(Named-object pointing listing)
◆ ◆ ◆ ◆ ◆

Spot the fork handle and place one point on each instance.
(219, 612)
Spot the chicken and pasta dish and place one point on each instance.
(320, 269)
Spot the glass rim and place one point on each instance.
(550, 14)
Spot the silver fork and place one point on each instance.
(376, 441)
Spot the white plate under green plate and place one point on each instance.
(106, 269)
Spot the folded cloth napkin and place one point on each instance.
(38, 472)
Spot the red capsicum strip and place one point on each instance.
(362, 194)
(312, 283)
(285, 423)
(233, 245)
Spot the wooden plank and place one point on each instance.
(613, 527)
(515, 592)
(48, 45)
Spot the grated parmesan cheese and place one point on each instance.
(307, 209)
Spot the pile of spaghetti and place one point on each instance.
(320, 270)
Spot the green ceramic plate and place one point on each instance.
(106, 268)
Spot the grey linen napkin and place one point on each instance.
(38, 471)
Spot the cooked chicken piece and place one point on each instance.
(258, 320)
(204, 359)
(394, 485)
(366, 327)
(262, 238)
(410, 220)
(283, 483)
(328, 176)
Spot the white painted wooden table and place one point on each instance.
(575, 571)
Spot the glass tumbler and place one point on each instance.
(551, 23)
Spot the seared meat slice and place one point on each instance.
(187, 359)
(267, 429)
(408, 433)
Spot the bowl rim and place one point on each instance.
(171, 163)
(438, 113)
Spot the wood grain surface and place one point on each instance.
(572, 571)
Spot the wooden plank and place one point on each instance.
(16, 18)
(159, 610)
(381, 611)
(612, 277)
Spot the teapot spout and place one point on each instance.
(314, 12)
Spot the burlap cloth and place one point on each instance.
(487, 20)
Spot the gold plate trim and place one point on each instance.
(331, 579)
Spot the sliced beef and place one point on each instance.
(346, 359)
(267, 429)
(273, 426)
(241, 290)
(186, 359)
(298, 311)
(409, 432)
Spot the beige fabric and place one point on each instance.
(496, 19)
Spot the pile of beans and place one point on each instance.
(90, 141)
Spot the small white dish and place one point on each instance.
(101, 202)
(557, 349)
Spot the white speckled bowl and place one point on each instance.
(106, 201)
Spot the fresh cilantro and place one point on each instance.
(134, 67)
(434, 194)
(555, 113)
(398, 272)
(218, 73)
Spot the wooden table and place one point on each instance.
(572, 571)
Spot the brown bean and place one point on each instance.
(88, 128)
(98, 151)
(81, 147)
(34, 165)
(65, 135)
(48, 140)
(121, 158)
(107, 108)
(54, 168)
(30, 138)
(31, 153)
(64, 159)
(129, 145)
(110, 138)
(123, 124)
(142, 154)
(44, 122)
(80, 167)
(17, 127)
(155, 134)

◆ ◆ ◆ ◆ ◆

### TASK TO CARRY OUT
Please rescale the listing from the line that has "Spot the gold" through the final line, both included, and reproduce only those lines with their requests. Multiply each point coordinate by 1.6 and round to whole numbers, with halves rounded up.

### EXERCISE RESPONSE
Spot the gold plate trim and place one point on each instance.
(530, 926)
Spot the sliced beef and place one point on each instance.
(554, 574)
(427, 686)
(437, 682)
(386, 464)
(298, 574)
(477, 498)
(654, 691)
Spot the beige fabric and place one point on each instance.
(794, 30)
Spot the pile of beans and place one point on each instance.
(144, 226)
Spot the small white dish and place one point on each instance.
(162, 323)
(891, 558)
Spot the white speckled bowl and place one point on each instance.
(170, 322)
Spot the fresh cilantro and place one point on each instance.
(214, 107)
(694, 310)
(888, 181)
(637, 435)
(349, 117)
Spot the wooden table and place one point on each instance.
(915, 914)
Spot the brown bean and place one point on each instance.
(141, 205)
(157, 242)
(130, 235)
(54, 264)
(104, 216)
(77, 224)
(194, 253)
(171, 173)
(86, 269)
(48, 221)
(50, 245)
(102, 254)
(206, 232)
(176, 221)
(197, 198)
(227, 246)
(70, 195)
(128, 267)
(27, 203)
(248, 214)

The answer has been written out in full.